2. Uitkomsten onderzoek
Flexibiliteit binnen de lage WW-premie
De onderzoekers concluderen dat er weinig aanleiding is om te denken dat het realiseren van flexibiliteit binnen de lage WW-premie momenteel op grote schaal voorkomt. Hiervoor baseren de onderzoekers zich op gesprekken met werkgevers en werknemers en op data uit 2020 die UWV ter beschikking heeft gesteld. De herzieningssituaties ondervangen een groot deel van de mogelijkheden om flexibiliteit binnen de lage WW-premie te realiseren. Uit het onderzoek blijkt dat herzieningssituatie 2 het vaakst zou zijn voorgekomen in 2020 als deze niet zou zijn opgeschort. Deze situatie deed zich met name voor in de zorg en het winkelbedrijf. Dit zijn sectoren die als gevolg van de coronapandemie veelal een groter beroep moesten doen op werknemers. Verder blijkt uit het onderzoek dat situatie 3 en 4 weinig voorkomen en dat deze niet gebruikt lijken te worden voor extra flexibiliteit.

WAT TE DOEN:
- a) In welke sectoren deed herzieningssituatie 2 zich volgens het fragment vooral voor?
- b) Zoek in de vermeldingen elke regel waarin de tekenreeks "eyelash" voorkomt en neem die regels over. Hoofdlettergebruik telt mee.
Het fragment en de vermeldingen hebben inhoudelijk niets met elkaar te maken.

GETOONDE GEGEVENS:
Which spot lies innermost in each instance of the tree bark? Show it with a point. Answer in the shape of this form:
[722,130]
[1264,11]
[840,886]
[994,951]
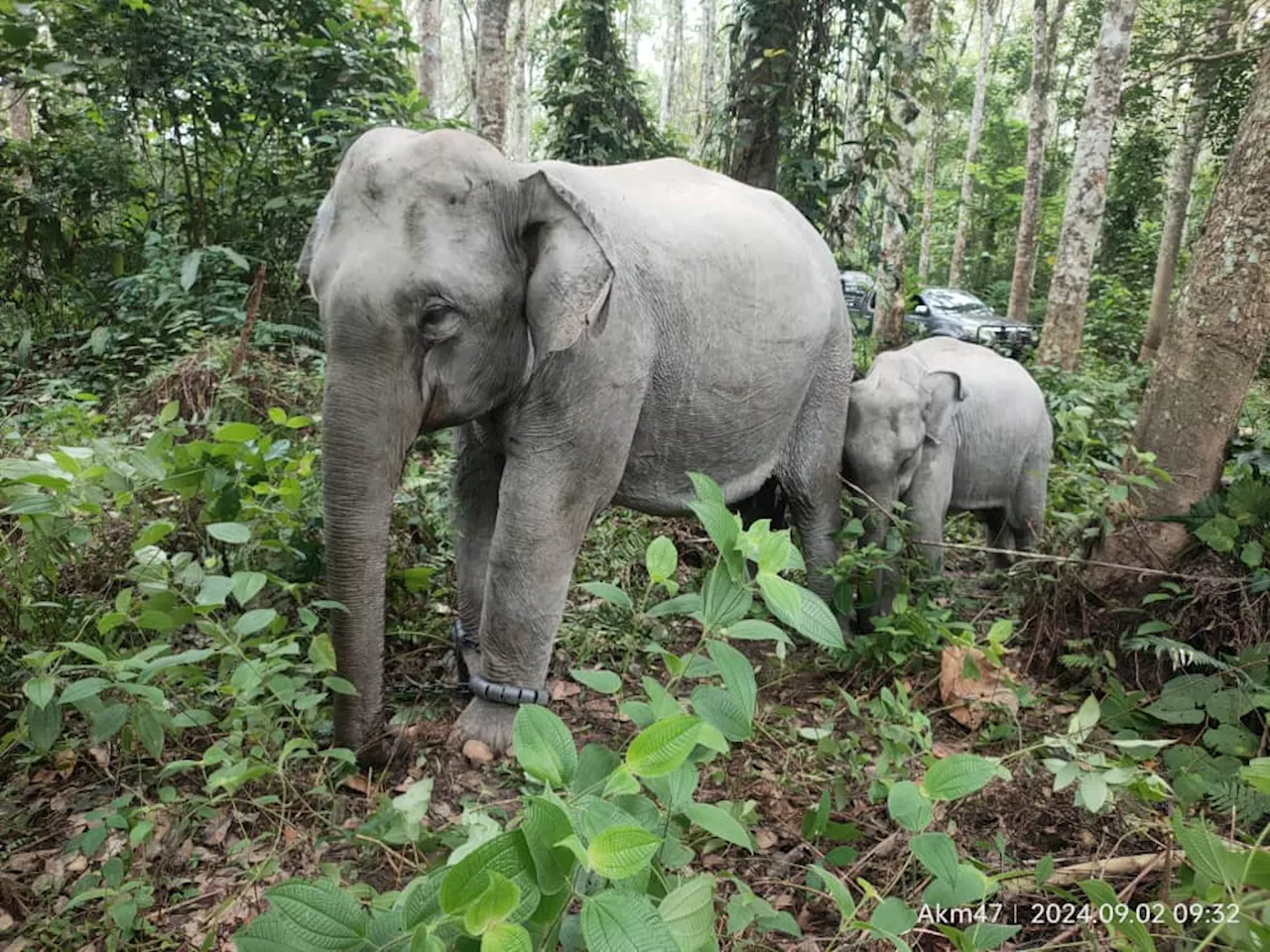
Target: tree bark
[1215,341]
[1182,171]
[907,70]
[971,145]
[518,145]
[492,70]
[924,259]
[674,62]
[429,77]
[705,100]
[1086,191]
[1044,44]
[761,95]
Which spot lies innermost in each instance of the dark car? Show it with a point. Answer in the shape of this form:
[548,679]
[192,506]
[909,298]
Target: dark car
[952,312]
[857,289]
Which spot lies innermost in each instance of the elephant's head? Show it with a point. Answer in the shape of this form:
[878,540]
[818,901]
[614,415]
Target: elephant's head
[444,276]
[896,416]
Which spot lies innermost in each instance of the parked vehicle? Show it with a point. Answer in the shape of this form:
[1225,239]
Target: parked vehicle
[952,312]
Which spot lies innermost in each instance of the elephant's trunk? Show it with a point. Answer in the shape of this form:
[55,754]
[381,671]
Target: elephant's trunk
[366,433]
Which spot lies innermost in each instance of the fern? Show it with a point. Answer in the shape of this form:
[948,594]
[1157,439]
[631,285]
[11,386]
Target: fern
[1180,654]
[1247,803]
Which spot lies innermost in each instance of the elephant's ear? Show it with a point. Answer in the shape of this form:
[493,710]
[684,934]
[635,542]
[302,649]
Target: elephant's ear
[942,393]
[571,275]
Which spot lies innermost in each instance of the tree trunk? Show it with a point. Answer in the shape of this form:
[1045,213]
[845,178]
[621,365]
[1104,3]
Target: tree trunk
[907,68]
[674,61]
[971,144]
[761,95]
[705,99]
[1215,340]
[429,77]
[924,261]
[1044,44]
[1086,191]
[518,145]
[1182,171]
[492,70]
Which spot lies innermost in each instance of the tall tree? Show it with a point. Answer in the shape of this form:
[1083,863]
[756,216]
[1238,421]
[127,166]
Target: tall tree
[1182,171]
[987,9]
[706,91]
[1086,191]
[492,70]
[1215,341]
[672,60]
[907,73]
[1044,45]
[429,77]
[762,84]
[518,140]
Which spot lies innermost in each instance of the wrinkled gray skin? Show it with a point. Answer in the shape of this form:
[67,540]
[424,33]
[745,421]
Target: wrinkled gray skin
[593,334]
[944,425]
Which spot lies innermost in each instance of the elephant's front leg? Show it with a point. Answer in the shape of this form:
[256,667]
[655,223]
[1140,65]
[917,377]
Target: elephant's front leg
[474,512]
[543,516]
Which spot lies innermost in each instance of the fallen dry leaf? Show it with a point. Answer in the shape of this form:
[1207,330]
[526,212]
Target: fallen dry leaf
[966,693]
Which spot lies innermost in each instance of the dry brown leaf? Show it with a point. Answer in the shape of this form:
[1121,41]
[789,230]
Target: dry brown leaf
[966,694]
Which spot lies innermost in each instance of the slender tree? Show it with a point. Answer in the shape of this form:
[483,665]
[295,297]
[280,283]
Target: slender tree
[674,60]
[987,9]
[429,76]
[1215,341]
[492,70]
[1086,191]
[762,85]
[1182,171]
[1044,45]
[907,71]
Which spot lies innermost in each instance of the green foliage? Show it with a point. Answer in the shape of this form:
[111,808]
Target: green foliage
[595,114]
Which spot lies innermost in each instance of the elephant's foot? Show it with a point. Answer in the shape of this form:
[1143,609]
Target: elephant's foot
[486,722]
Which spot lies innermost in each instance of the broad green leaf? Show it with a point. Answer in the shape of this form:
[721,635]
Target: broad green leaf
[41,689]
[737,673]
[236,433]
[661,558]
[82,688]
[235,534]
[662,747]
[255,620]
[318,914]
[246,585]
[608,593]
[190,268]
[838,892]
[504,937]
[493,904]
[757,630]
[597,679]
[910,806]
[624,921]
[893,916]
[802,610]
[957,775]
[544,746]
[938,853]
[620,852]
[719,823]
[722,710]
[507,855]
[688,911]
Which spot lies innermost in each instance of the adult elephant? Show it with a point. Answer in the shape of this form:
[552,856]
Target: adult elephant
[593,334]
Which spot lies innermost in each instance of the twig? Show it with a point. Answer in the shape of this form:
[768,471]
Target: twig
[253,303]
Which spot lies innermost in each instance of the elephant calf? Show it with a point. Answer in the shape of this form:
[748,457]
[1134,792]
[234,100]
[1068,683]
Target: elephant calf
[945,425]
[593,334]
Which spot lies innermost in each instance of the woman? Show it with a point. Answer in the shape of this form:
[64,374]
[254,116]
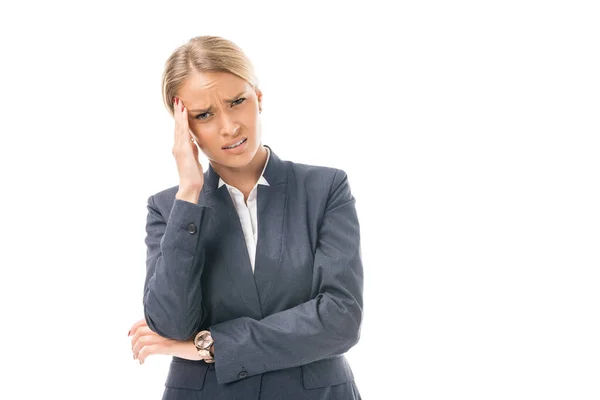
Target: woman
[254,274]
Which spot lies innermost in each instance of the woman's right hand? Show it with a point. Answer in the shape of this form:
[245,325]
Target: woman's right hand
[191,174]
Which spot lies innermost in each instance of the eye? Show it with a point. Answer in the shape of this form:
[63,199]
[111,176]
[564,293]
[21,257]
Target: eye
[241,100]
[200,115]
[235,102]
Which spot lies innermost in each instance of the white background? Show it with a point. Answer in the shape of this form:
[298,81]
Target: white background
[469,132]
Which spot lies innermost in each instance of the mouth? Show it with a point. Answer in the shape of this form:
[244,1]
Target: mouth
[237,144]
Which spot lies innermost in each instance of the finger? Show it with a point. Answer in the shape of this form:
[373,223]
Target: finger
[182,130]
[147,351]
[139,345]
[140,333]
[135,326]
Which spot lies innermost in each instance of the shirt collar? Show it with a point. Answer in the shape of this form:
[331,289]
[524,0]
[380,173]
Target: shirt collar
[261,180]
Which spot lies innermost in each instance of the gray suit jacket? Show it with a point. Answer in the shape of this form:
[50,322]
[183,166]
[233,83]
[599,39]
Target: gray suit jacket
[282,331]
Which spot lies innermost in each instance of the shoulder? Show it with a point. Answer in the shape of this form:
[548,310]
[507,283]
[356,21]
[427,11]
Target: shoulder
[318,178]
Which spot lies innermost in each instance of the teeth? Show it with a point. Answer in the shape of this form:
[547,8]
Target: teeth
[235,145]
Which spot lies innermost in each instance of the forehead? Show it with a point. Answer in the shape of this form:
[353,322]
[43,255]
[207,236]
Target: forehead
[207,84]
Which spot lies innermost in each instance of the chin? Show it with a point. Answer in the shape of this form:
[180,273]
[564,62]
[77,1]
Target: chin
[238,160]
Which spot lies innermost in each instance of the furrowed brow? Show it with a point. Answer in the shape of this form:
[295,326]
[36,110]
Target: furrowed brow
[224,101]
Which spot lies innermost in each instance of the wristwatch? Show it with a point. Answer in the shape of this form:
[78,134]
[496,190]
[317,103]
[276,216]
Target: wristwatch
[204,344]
---
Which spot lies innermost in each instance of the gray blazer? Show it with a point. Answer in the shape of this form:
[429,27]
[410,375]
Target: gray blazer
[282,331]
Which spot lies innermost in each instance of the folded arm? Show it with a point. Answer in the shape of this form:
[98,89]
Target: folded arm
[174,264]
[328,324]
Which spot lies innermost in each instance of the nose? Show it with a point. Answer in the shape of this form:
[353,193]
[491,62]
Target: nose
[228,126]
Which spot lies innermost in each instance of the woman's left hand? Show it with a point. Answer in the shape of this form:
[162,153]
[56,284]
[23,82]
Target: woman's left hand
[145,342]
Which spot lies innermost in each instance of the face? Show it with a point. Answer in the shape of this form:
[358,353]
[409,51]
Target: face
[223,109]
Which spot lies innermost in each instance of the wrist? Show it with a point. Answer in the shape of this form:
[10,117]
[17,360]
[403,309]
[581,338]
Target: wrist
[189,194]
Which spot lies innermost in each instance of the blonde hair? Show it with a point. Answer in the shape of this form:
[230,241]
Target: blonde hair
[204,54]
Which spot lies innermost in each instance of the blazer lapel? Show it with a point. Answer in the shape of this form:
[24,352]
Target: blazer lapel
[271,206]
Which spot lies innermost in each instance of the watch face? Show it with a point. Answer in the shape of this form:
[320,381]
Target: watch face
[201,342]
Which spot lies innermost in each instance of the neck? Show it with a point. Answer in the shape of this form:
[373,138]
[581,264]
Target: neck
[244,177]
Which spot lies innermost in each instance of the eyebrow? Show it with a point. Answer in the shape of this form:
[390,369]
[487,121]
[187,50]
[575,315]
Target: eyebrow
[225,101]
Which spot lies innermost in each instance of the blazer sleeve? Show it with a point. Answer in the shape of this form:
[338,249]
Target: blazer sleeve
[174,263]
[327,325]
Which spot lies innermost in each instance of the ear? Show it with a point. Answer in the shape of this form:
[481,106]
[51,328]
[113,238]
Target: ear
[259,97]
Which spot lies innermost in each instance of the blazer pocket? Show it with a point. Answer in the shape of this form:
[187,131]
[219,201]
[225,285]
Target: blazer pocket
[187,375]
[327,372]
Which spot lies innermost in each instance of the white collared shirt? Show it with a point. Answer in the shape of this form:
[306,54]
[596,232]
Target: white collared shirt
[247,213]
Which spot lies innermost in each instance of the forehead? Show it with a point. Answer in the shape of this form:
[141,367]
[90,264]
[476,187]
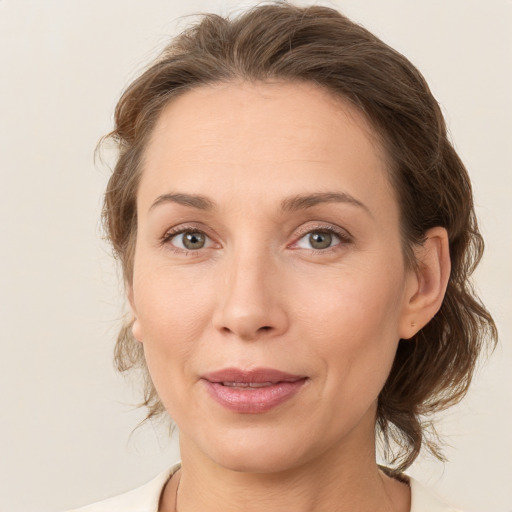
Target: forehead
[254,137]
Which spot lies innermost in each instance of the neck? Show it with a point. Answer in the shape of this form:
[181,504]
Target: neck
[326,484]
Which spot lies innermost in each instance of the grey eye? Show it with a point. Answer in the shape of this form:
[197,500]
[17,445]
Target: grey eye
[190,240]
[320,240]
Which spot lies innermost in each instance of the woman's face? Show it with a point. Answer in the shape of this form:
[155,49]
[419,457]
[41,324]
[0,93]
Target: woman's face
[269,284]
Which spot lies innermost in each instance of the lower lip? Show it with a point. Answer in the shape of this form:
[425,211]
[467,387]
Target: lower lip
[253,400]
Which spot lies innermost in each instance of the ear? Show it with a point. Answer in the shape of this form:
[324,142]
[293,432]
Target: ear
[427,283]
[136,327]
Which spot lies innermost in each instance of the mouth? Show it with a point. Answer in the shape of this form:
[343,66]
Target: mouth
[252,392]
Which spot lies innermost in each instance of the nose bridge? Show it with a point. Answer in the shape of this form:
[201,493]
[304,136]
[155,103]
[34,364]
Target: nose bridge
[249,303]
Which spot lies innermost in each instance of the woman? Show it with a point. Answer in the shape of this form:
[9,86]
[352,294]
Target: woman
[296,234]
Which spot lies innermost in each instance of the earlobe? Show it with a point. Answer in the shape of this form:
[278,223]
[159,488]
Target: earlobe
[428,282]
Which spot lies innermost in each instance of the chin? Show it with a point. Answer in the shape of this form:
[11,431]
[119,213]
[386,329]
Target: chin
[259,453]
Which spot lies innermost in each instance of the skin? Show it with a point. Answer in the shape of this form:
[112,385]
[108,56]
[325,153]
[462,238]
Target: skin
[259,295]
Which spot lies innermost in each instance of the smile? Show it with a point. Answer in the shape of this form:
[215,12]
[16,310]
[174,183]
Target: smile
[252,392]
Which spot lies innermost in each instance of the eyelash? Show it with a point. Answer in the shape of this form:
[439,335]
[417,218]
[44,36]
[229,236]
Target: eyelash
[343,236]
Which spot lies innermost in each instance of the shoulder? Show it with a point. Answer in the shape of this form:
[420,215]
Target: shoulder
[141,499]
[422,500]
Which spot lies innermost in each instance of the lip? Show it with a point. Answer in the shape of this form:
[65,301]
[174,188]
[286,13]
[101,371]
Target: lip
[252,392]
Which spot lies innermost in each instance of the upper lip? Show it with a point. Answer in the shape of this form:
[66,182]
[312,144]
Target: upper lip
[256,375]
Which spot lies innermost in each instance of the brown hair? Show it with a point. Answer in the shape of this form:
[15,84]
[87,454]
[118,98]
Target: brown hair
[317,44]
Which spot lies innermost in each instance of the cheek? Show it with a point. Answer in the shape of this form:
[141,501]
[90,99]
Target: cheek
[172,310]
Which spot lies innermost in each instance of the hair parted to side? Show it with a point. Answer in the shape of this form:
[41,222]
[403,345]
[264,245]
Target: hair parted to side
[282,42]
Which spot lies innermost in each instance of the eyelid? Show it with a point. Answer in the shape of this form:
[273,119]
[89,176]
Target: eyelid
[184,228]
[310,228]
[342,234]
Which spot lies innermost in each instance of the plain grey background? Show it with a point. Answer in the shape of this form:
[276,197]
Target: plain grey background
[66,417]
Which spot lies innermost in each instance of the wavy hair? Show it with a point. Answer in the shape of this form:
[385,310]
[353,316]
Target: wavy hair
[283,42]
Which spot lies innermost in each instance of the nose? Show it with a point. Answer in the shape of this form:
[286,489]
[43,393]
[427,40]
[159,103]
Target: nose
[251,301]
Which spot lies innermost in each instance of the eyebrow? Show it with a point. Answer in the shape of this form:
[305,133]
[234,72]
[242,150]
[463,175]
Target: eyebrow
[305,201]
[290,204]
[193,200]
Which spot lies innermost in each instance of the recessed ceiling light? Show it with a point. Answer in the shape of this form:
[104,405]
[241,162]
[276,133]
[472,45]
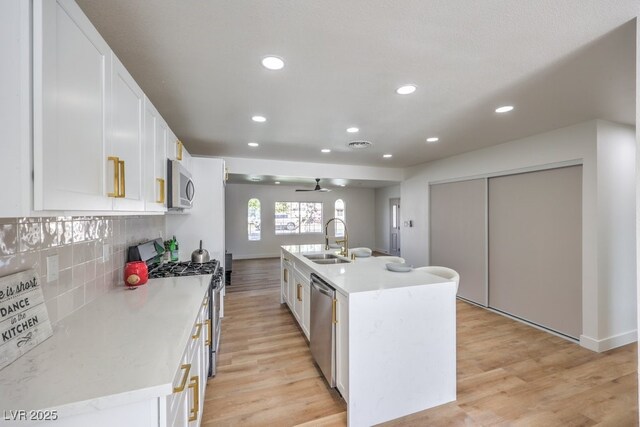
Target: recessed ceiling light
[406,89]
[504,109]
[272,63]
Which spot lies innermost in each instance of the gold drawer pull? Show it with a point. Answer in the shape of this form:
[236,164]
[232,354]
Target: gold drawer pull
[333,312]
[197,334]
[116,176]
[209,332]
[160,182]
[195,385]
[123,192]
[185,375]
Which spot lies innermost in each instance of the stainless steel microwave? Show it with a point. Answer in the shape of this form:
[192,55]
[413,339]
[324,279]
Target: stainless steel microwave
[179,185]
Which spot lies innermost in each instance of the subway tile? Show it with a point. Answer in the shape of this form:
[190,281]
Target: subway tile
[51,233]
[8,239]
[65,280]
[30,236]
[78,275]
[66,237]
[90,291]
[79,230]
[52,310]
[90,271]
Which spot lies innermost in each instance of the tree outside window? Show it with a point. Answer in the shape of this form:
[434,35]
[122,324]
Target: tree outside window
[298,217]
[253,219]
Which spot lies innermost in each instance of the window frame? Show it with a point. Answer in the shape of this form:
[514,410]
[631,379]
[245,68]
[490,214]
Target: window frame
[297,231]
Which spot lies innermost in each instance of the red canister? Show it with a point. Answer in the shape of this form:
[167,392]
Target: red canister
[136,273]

VERWACHTE ANTWOORDEN:
- a) In de zorg en het winkelbedrijf.

- b)
Which spot lies innermost in each instance of the eyelash? Show it with a point. Answer in the shape of this form:
Target: eyelash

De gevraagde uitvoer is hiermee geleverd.